_DOCUMENT SECTION:_
A Prince Without a Kingdom!

As a child, I loved “Mr Roger’s Neighborhood”.  My favorite part was when he visited the “land of make-believe”.  At this very young age of watching and enjoying “Mr. Roger’s Neighborhood”, I was being sexually molested by a young man in our neighborhood and to cope – I created my own “Land of Make Believe”.  We lived on Johnston Chapel Road in a community named Johnston Chapel that was accessed by exiting at Johnston’s Station exit from the interstate.  So being a “Johnston” was key to my fantasy world and in my mind “The Johnston’s” were royalty.  My land of make-believe was based partially on reality, but much was IMAGINARY.  Initially it may have been a way to cope with the trauma in my life, but soon it became home, comfortable and real to me.  In my world…. I was royalty – I was a Prince!

Pioneer televangelist Oral Roberts’ openly gay, gay rights activist, grandson Randy Roberts Potts was interviewed in the February issue of Details magazine (link at bottom of article).  I saw so many parallels with one major exception… he was royalty on the Oral Roberts University campus or “compound” as it was called by some and it wasn’t just in his mind!  He has been able to parlay his experience into not only an inspiring story, but also a “cause”.  He is traveling the U.S. with “The Gay Agenda”, simple performance art based on the realities of typical day-to-day lives of many gay men.

Randy Roberts Potts inspires me….. but what can I do with this inspiration?  I have survived childhood sexual molestation, I live daily with Multiple Sclerosis, I write with intent to advocate for the poor / disenfranchised / marginalized in our society; but that is as far as it seems to go.  I have tried to summon support to get heard by elected officials (only to be ignored).  So what am I NOT doing to convert ALL this inspiration into action?  How do I get feet under my words?  I am inspired to do……????  What next, what do I do?  Write more about it in this blog that has not earned me 1 dime?

_PROBLEM:_ Repeat the part of the blog post between "Randy Roberts Potts inspires" and "earned me 1 dime?", inclusive, word for word.

_COLLECTED MATERIAL:_
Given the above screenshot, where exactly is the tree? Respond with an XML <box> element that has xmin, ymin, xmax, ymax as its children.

_EXERCISE ANSWER:_
Randy Roberts Potts inspires me….. but what can I do with this inspiration?  I have survived childhood sexual molestation, I live daily with Multiple Sclerosis, I write with intent to advocate for the poor / disenfranchised / marginalized in our society; but that is as far as it seems to go.  I have tried to summon support to get heard by elected officials (only to be ignored).  So what am I NOT doing to convert ALL this inspiration into action?  How do I get feet under my words?  I am inspired to do……????  What next, what do I do?  Write more about it in this blog that has not earned me 1 dime?